Determine how many lines of the listing below hold the string "roof", then state that number alone.

---------- Input material ----------

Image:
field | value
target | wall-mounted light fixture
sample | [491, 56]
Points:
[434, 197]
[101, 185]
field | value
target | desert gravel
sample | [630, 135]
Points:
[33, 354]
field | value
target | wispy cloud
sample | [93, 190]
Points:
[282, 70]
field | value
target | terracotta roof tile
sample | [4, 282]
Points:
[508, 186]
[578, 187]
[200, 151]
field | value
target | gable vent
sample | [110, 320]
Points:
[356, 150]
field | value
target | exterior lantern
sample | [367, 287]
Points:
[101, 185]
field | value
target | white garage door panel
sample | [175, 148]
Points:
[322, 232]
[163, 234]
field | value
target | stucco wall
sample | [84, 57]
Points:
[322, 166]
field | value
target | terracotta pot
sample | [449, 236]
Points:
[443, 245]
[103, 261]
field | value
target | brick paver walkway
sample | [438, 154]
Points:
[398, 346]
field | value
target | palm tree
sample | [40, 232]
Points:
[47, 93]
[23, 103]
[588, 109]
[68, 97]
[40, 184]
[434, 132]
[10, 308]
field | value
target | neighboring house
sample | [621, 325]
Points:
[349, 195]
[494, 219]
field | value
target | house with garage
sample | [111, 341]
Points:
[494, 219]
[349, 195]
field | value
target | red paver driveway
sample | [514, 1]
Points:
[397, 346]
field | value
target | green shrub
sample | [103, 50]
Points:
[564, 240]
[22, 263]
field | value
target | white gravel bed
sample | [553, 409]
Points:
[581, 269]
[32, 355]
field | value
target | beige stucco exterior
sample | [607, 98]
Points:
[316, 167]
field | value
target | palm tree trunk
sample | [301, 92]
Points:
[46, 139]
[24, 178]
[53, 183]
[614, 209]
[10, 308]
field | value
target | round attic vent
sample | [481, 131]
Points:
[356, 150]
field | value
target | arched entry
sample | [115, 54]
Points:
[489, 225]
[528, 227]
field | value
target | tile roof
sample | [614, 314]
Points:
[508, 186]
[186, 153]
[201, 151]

----------

Response area -> 2